**Document source**
________________

Alain Rodier : En fait, Washington ne s'est pas entendu avec Téhéran pour mener des opérations militaires communes en Irak. Les deux pays se sont retrouvés en Irak face au même adversaire mais ont combattu indépendamment. La rencontre des deux "intérêts" a été fortuite. L'armée américaine soutient les forces de sécurité normales (armée, police) alors que les pasdaran sont derrière les milices chiites. Au centre du pays, le long de la frontière irako-iranienne, des forces classiques iraniennes seraient également intervenues pour repousser Daesh car il est intolérable pour Téhéran d'avoir des activistes sunnites extrémistes à portée de canon. On parle beaucoup de l'intervention des forces aériennes US mais on oublie les opérations menées par les Su-25 de  la composante aérienne des pasdaran. 

En Syrie, beaucoup de choses opposent les Etats-Unis et l'Iran. A savoir que Téhéran soutient le régime de Bashar el-Assad alors que Washington souhaite son départ.    

Par ailleurs, en quoi l'arrivée d'un nouveau gouvernement syrien peut-il représenter une menace pour l'Iran ?

________________

(Extrait d'un fichier de données)
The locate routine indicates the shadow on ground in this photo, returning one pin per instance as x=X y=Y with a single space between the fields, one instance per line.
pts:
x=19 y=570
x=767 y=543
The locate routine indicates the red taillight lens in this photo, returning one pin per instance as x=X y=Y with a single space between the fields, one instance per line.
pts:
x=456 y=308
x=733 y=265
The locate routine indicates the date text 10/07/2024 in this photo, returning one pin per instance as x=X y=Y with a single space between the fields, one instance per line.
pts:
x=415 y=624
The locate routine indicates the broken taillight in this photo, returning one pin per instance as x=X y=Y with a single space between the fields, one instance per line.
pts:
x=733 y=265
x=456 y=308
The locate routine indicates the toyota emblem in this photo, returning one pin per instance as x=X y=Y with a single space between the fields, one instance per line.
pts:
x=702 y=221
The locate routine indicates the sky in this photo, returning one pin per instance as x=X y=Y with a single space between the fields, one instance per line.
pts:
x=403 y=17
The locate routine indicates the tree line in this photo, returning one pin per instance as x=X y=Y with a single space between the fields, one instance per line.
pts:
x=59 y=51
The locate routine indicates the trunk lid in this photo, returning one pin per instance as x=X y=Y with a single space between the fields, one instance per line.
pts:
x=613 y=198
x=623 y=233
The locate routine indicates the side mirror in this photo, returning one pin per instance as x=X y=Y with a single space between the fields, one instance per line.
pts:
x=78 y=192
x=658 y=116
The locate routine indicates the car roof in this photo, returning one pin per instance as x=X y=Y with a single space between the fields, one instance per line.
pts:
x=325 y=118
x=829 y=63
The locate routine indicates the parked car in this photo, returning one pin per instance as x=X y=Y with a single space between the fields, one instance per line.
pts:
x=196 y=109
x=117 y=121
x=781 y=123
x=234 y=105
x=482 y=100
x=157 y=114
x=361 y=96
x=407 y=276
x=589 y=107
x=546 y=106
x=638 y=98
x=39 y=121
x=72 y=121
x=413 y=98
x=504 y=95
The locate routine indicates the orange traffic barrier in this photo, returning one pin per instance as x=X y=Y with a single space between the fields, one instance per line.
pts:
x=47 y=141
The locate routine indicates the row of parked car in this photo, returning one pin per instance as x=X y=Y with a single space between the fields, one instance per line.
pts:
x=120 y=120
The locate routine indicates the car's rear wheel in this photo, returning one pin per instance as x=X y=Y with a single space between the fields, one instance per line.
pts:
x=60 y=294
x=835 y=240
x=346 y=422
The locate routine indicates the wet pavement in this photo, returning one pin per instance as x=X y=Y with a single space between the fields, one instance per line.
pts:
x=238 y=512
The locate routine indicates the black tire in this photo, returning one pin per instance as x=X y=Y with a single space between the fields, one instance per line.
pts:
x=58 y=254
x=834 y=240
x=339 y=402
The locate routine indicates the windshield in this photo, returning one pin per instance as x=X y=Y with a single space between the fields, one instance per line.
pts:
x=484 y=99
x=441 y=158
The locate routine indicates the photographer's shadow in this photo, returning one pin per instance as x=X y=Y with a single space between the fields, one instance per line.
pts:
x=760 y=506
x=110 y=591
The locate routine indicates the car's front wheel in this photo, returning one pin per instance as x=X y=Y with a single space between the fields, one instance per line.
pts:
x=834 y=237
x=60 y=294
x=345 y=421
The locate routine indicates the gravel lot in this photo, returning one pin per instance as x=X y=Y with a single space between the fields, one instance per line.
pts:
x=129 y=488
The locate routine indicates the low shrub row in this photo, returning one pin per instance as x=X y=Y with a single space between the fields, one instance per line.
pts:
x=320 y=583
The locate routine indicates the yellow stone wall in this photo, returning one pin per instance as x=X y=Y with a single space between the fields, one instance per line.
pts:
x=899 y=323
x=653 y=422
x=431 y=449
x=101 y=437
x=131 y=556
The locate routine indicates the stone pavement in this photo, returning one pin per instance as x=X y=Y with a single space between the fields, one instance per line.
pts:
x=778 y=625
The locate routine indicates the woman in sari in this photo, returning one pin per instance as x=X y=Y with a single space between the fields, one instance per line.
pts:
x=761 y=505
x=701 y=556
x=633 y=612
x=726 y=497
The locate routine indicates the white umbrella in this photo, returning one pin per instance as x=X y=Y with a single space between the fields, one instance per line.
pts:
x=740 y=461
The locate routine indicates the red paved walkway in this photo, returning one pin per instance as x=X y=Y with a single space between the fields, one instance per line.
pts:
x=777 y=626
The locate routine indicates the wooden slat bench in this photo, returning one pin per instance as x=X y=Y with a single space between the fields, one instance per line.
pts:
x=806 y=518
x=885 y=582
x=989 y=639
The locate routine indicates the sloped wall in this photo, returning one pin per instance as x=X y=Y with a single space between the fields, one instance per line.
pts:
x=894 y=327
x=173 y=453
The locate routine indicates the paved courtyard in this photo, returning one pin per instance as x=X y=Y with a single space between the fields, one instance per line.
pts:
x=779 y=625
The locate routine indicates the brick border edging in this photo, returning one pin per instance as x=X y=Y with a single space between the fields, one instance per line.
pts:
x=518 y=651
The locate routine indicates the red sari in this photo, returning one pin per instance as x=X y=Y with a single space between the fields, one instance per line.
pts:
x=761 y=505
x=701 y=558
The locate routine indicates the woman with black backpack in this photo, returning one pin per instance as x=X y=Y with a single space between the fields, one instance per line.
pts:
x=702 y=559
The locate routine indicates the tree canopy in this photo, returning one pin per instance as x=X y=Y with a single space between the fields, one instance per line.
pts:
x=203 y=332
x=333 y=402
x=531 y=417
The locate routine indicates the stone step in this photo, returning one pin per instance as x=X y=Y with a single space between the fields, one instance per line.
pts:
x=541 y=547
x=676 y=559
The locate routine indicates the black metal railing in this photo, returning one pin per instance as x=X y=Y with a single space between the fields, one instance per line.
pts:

________________

**Consignes**
1/ Selon le document source, pourquoi des forces classiques iraniennes seraient-elles intervenues au centre de l'Irak, le long de la frontière irako-iranienne ? Répondez en une à trois phrases.
2/ Rédigez la suite du document source sur les rapports entre les États-Unis et l'Iran, en commençant juste après la question qui le termine.

**Réponses dans l'ordre**
1/ Ces forces seraient intervenues pour repousser Daesh, car il est intolérable pour Téhéran d'avoir des activistes sunnites extrémistes à portée de canon.

2/
L'Iran[1] n'est pas attaché à la personne même (ni à la famille) de Bashar el Assad. Son but est de préserver un pouvoir dominé par les Alaouites (une secte descendant du chiisme). Il convient de replacer le conflit syrien dans la lutte d'influence qui déchire le Proche-Orient entre sunnites (emmenés par l'Arabie Saoudite) contre les chiites (sous l'égide de l'Iran). Le plus terrible réside dans le fait que les deux parties se sentent agressées. La Syrie est un conflit par contournement car, bien sûr, l'Arabie saoudite ne peut pas attaquer frontalement l'Iran. Dans le passé, le monde a connu cela du temps du communisme, par exemple avec le conflit vietnamien.

Dans le sens inverse, l'Iran n'a pas perdu ses velléités de dominer la région en se posant en défenseur de la cause musulmane en général (avec une vision très anti-occidentale et anti-sioniste) et palestinienne en particulier. Ce n'est pas un hasard si Téhéran a renoué avec le Hamas après une période de brouille due à l'appui du Hamas de ce mouvement à la rébellion syrienne. A noter que le Hamas et le Jihad Islamique Palestinien, deux mouvements anti-sionistes appuyé par Téhéran sont sunnites. Cela démontre le "pragmatisme" des dirigeants iraniens. L'inverse est rarement vrai.  

Concernant les accords sur le nucléaire, dans quelle mesure Assad est-il une carte maîtresse pour l'Iran ?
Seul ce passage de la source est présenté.